THE PROBLEM: Please repeat, exactly as written, the line containing "For every instance of the man in beige" and every line after it through the end of the records below.

[[ AVAILABLE RECORDS open ]]

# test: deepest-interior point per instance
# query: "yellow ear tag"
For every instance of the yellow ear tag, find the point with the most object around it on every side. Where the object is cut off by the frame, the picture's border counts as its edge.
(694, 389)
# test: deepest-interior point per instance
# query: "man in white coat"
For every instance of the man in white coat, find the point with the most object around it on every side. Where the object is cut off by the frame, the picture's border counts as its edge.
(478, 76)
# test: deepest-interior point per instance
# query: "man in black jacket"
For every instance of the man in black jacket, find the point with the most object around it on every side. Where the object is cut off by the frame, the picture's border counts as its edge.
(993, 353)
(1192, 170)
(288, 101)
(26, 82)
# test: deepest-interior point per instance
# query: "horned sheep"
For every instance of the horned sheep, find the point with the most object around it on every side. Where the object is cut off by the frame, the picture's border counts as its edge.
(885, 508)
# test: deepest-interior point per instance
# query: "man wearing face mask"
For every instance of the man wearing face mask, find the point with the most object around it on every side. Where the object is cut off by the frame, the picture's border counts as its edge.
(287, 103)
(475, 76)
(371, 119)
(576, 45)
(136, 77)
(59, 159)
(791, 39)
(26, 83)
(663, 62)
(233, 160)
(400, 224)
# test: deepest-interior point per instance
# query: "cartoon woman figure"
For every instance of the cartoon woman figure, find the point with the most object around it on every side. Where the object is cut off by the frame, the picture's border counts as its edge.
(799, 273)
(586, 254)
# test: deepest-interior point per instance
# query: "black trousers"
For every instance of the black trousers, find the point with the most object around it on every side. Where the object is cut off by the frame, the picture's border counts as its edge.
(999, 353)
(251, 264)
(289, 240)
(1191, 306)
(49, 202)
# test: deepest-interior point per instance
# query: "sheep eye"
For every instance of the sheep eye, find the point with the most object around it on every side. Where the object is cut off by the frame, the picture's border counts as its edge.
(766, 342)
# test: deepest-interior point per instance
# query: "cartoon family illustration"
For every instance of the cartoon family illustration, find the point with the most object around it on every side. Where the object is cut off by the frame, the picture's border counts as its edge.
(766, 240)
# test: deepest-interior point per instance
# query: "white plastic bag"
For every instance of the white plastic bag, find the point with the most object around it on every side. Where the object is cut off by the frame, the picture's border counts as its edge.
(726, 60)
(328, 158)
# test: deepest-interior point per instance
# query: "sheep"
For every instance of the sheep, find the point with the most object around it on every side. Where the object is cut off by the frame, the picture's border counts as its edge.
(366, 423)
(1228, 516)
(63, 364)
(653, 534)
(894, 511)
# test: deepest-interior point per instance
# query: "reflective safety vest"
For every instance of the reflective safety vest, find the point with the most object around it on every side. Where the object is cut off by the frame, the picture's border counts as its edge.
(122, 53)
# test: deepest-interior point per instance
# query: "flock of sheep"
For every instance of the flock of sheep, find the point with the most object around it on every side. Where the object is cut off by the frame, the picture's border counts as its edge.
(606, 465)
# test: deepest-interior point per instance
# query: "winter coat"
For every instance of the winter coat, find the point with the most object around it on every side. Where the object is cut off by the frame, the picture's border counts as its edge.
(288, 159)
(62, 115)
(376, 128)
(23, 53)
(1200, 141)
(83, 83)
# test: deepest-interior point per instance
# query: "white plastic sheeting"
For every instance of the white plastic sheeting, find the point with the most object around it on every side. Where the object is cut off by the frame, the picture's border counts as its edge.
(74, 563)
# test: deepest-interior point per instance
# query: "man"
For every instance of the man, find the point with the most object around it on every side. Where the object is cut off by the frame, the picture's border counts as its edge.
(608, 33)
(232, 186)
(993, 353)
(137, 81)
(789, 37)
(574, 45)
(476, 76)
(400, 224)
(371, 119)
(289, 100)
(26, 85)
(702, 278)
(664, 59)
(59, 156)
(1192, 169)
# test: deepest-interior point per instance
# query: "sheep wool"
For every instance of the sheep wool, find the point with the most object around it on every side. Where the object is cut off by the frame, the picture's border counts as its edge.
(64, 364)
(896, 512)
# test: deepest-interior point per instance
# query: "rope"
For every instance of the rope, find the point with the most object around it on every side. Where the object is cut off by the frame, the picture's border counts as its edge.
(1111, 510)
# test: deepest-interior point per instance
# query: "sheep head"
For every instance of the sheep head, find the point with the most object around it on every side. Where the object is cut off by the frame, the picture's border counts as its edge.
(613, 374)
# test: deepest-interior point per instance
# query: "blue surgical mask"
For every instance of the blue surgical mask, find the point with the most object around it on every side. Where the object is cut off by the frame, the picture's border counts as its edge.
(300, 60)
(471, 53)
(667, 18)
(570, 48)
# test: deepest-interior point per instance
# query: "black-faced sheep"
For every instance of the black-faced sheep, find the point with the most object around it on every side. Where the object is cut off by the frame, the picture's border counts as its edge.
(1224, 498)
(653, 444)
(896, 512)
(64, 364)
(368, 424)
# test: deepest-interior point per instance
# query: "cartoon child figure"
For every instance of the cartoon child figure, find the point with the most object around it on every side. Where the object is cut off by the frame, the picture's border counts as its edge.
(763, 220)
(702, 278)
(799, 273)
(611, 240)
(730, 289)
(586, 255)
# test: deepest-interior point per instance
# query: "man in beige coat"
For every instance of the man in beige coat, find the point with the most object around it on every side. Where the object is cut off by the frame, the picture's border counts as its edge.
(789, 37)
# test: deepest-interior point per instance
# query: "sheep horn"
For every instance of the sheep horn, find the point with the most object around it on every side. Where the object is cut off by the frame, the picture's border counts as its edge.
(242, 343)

[[ AVAILABLE RECORDS closed ]]

RESPONSE:
For every instance of the man in beige coat, find the point with the most object around it on every side. Where the object is cut off by the frame, the picture's border counts as its edge.
(789, 37)
# test: deepest-interior point per instance
# query: "sheep horn"
For every instance of the sheep horn, find the point with the most object around it on every side. Where the object is cut off by the frame, the picture's border counts as its edge.
(242, 343)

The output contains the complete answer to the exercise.